** HAL YANG DIKERJAKAN **
(a) Menurut bacaan latihan, berapa jumlah klaster keluarga yang tercatat di Bekasi?
(b) Jelaskan mengapa bacaan latihan menyebut jumlah klaster keluarga di Semarang dan Yogyakarta kurang dari 10.

======== BACAAN LATIHAN

Penyebaran virus COVID-19 di Indonesia belum menunjukkan tanda-tanda mereda. Di sebagian wilayah, bahkan muncul klaster-klaster baru, salah satunya dari unit masyarakat terkecil, yakni keluarga. Tercatat di Bogor, Bekasi, Yogyakarata, Malang dan Semarang, klaster keluarga bermunculan.
Dirangkum dari berbagai sumber setidaknya terdapat 48 klaster keluarga (189 kasus) di Bogor, 155 klaster keluarga (437 kasus) di Bekasi, dan 10 klaster keluarga di Malang. Sementara di Semarang dan Yogyakarta jumlahnya kurang dari 10 klaster, yakni masing-masing 8 klaster (10 kasus) dan 9 klaster keluarga (13 kasus).
Dilansir dari Antara, Minggu (6/9/2020), Wali Kota Bogor Bima Arya Sugiarto menyebut bahwa penularan COVID-19 di Kota Bogor, dari klaster keluarga saat ini menempati peringkat tertinggi dibandingkan penularan dari penyebab lainnya.

================
======== BAHAN YANG DISEDIAKAN

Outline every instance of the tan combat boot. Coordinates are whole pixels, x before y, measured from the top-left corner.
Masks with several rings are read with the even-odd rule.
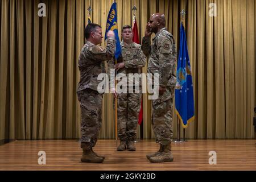
[[[162,147],[162,152],[159,152],[155,156],[150,158],[150,161],[151,163],[163,163],[174,160],[174,156],[171,151],[171,144],[163,145]]]
[[[93,152],[92,148],[89,150],[82,148],[82,162],[101,163],[104,159],[99,158]]]
[[[103,159],[105,159],[105,156],[101,155],[98,155],[98,154],[97,154],[97,153],[95,152],[93,150],[92,148],[92,151],[93,153],[95,155],[96,155],[97,157],[99,157],[99,158],[103,158]]]
[[[150,159],[150,158],[154,157],[162,151],[163,151],[162,146],[160,145],[159,150],[157,152],[152,153],[152,154],[148,154],[146,155],[147,159]]]
[[[126,140],[121,140],[120,142],[120,144],[118,147],[117,147],[118,151],[123,151],[126,149]]]
[[[134,142],[128,140],[127,143],[127,150],[130,151],[135,151],[136,150],[136,147],[134,146]]]

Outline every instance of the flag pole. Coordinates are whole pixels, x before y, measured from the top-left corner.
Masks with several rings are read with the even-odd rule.
[[[134,20],[134,18],[136,18],[136,11],[137,10],[137,8],[136,7],[135,5],[133,6],[133,7],[131,9],[131,10],[133,11],[133,20]],[[134,22],[133,22],[133,26],[134,26]],[[134,27],[133,27],[133,31],[134,31]],[[138,43],[138,42],[136,42],[136,43]],[[142,73],[142,68],[141,68],[141,73]],[[142,102],[143,102],[143,94],[142,94],[141,102],[142,102],[142,103],[141,104],[141,106],[142,105]],[[141,109],[143,109],[143,108],[141,108]],[[140,112],[141,112],[141,111],[139,111],[138,121],[139,121],[139,113]],[[142,121],[143,121],[143,118],[142,118]],[[137,137],[135,140],[134,141],[135,142],[139,142],[141,140],[141,139],[143,139],[143,122],[142,122],[139,126],[139,132],[140,132],[141,137],[140,137],[140,138],[138,138],[138,137]]]
[[[115,64],[117,64],[117,60],[115,59]],[[115,88],[117,85],[117,80],[115,80],[115,76],[117,72],[115,71]],[[116,88],[115,88],[116,89]],[[115,140],[117,140],[117,98],[115,98]]]
[[[116,3],[117,1],[114,0],[114,3]],[[117,64],[117,60],[115,57],[115,64]],[[115,88],[117,86],[117,81],[115,80],[115,76],[117,74],[117,71],[115,71]],[[115,88],[116,89],[116,88]],[[115,100],[115,140],[117,141],[117,98]]]
[[[184,28],[185,28],[185,10],[183,9],[180,14],[181,15],[181,23],[183,24]],[[174,140],[175,142],[186,142],[185,140],[185,129],[183,129],[183,140],[180,140],[180,121],[179,117],[177,117],[177,140]]]

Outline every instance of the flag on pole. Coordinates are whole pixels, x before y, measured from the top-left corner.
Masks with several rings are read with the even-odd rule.
[[[111,6],[109,10],[109,15],[107,19],[107,23],[106,26],[106,33],[105,34],[105,40],[107,39],[106,34],[109,30],[114,31],[115,36],[115,59],[117,59],[121,54],[121,47],[120,46],[120,41],[119,40],[118,30],[117,28],[117,3],[114,2]]]
[[[135,43],[139,44],[139,32],[138,31],[137,21],[136,20],[135,15],[133,15],[133,42]]]
[[[90,13],[89,13],[88,15],[88,24],[92,23],[92,19],[90,18]]]
[[[90,7],[90,5],[89,6],[87,11],[88,11],[88,24],[89,24],[92,22],[92,18],[90,18],[90,13],[92,11],[92,7]]]
[[[175,88],[176,113],[183,128],[195,119],[194,97],[191,67],[188,56],[186,35],[183,24],[180,28],[180,51],[177,65]]]
[[[139,32],[138,31],[137,21],[136,20],[136,16],[133,15],[133,42],[137,44],[139,44]],[[139,113],[139,117],[138,119],[138,123],[141,125],[143,120],[143,101],[141,101],[141,107]]]

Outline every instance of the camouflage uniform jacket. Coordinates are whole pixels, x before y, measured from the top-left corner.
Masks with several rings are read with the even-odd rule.
[[[147,72],[159,74],[160,86],[174,87],[176,52],[174,37],[166,28],[163,28],[152,40],[151,46],[150,37],[144,36],[142,39],[142,49],[147,56],[149,56]]]
[[[135,42],[127,44],[123,41],[120,43],[122,48],[122,56],[119,56],[118,63],[123,62],[125,67],[118,71],[118,73],[141,73],[141,68],[144,67],[146,57],[141,49],[141,46]]]
[[[88,41],[84,46],[79,56],[79,68],[80,71],[80,80],[77,92],[85,89],[97,90],[98,84],[101,81],[97,80],[98,75],[105,73],[104,61],[113,57],[115,50],[115,40],[108,38],[106,47],[95,46]]]

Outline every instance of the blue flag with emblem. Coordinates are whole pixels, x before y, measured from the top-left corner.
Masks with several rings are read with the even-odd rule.
[[[180,51],[177,65],[177,83],[175,88],[176,113],[186,128],[195,119],[194,97],[191,67],[188,56],[186,35],[183,24],[180,28]]]
[[[117,59],[119,56],[121,54],[122,49],[120,46],[120,41],[119,40],[118,30],[117,30],[117,11],[116,2],[114,2],[112,4],[112,6],[111,6],[109,15],[108,16],[106,26],[106,34],[105,34],[105,40],[107,39],[106,34],[109,30],[112,30],[115,33],[116,40],[115,58],[115,59]]]

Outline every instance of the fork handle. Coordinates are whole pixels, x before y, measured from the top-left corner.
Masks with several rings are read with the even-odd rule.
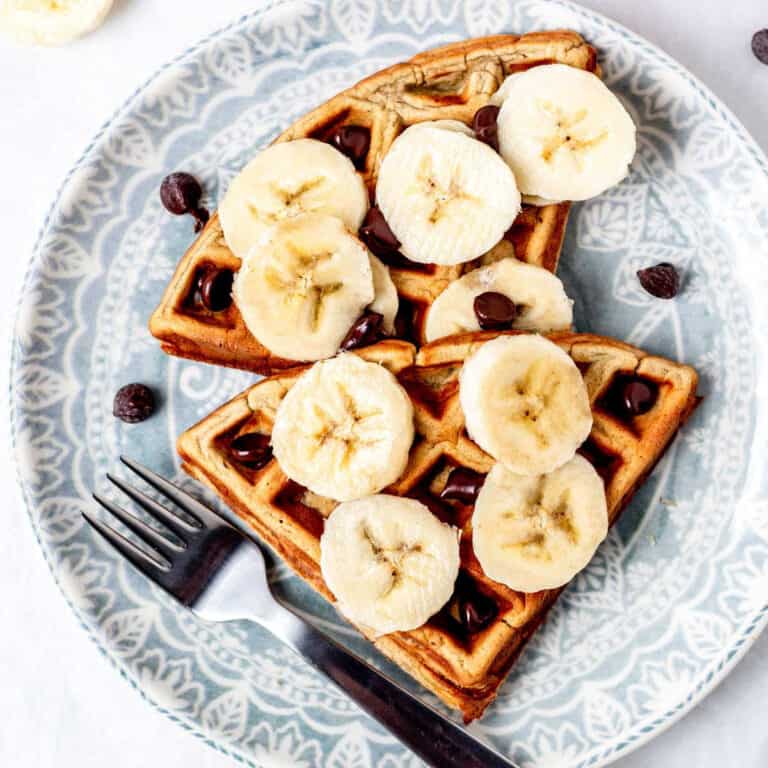
[[[284,609],[275,634],[435,768],[515,768],[437,710]]]

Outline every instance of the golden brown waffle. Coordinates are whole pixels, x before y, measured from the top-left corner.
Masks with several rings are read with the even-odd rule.
[[[409,463],[387,492],[420,499],[463,531],[462,573],[454,599],[423,627],[374,642],[426,688],[461,710],[467,721],[479,717],[493,700],[560,592],[524,594],[488,579],[472,550],[472,507],[439,498],[453,467],[485,473],[493,465],[491,457],[466,435],[458,373],[467,355],[498,335],[441,339],[418,354],[401,341],[382,342],[359,352],[395,373],[414,403],[416,439]],[[564,333],[550,338],[571,355],[584,376],[594,427],[582,453],[605,481],[613,522],[694,408],[696,372],[601,336]],[[275,460],[254,470],[238,463],[228,451],[239,435],[271,433],[278,404],[304,370],[306,366],[276,374],[243,392],[187,430],[179,438],[178,450],[190,474],[217,491],[300,576],[332,599],[320,572],[319,540],[335,502],[290,481]],[[614,407],[615,388],[624,376],[639,377],[656,389],[650,411],[625,417]],[[496,614],[487,626],[470,632],[460,623],[458,606],[462,600],[476,599],[492,601]]]
[[[381,161],[395,138],[424,120],[453,119],[470,124],[474,113],[511,72],[560,62],[599,73],[595,49],[575,32],[498,35],[453,43],[377,72],[312,110],[277,138],[327,140],[343,125],[369,128],[371,145],[363,175],[373,199]],[[524,205],[509,240],[484,257],[517,258],[552,272],[557,267],[568,203]],[[423,340],[426,310],[449,282],[480,260],[454,267],[402,264],[391,266],[400,294],[401,327],[413,341]],[[237,307],[211,312],[193,301],[201,271],[222,267],[236,271],[240,260],[227,248],[214,215],[179,262],[149,328],[163,350],[179,357],[269,373],[295,365],[272,355],[248,332]]]

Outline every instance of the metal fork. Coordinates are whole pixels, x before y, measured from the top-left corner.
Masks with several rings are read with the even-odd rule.
[[[98,518],[86,513],[83,516],[141,573],[203,619],[249,619],[259,623],[325,674],[429,765],[514,768],[461,726],[278,602],[267,582],[264,556],[252,539],[164,477],[125,457],[120,460],[188,516],[185,519],[124,480],[107,475],[172,534],[169,537],[159,532],[94,494],[94,499],[133,531],[151,553]]]

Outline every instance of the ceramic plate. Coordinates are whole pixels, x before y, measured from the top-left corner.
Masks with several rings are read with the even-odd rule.
[[[161,208],[160,180],[190,171],[215,207],[258,147],[364,75],[449,41],[557,27],[598,47],[639,127],[630,177],[573,210],[561,276],[576,326],[692,363],[705,399],[473,729],[524,766],[604,765],[701,700],[765,623],[768,183],[752,139],[668,56],[565,2],[275,3],[164,67],[88,147],[43,227],[12,373],[20,479],[66,599],[148,700],[245,761],[417,765],[279,642],[180,610],[83,525],[120,453],[192,486],[176,436],[254,381],[166,357],[147,332],[193,237]],[[660,261],[684,275],[674,301],[635,277]],[[137,380],[162,402],[125,425],[112,398]],[[284,567],[271,577],[370,654]]]

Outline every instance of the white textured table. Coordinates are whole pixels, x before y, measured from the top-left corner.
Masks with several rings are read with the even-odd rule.
[[[4,337],[37,229],[90,137],[166,59],[255,5],[117,0],[99,32],[68,48],[20,49],[0,41]],[[749,49],[752,33],[768,26],[766,0],[589,0],[585,5],[671,53],[721,96],[768,150],[768,66]],[[7,368],[0,366],[2,392],[5,377]],[[9,490],[0,533],[0,765],[231,764],[148,707],[80,630],[48,574],[18,493],[10,490],[15,480],[8,444],[3,403],[0,481]],[[764,768],[766,689],[768,635],[701,706],[621,767]]]

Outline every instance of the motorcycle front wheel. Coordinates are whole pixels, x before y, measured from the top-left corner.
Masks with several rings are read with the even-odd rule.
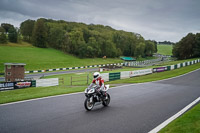
[[[86,99],[85,99],[85,102],[84,102],[84,106],[85,106],[85,109],[86,109],[87,111],[91,111],[92,108],[94,107],[94,102],[93,102],[93,101],[90,102],[90,98],[86,98]]]
[[[108,106],[109,103],[110,103],[110,95],[107,93],[106,98],[103,100],[102,104],[103,106]]]

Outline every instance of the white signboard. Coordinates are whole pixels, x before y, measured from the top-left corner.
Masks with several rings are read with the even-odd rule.
[[[138,71],[130,71],[130,77],[139,76],[139,75],[146,75],[152,73],[152,69],[144,69]]]
[[[56,86],[58,84],[58,78],[36,80],[36,87]]]

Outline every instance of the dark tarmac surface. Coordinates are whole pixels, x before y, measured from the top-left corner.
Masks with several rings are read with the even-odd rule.
[[[200,96],[200,70],[114,87],[109,107],[84,108],[83,93],[0,105],[1,133],[147,133]]]

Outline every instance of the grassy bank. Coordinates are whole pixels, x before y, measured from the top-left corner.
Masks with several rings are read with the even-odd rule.
[[[24,46],[25,45],[25,46]],[[45,70],[108,63],[120,63],[121,59],[85,58],[80,59],[51,48],[36,48],[28,44],[0,45],[0,73],[4,72],[4,63],[25,63],[26,70]]]
[[[182,75],[182,74],[188,73],[190,71],[193,71],[193,70],[196,70],[199,68],[200,68],[200,63],[197,63],[197,64],[194,64],[191,66],[182,67],[182,68],[171,70],[171,71],[164,71],[164,72],[160,72],[160,73],[153,73],[150,75],[133,77],[133,78],[129,78],[129,79],[110,81],[110,82],[108,82],[108,84],[143,83],[143,82],[162,80],[162,79],[167,79],[167,78],[175,77],[178,75]]]
[[[200,133],[200,104],[168,124],[159,133]]]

================

** JAWABAN **
(a) Di Bekasi tercatat 155 klaster keluarga dengan 437 kasus.

(b) Jumlahnya disebut kurang dari 10 karena Semarang memiliki 8 klaster keluarga dengan 10 kasus. Yogyakarta memiliki 9 klaster keluarga dengan 13 kasus.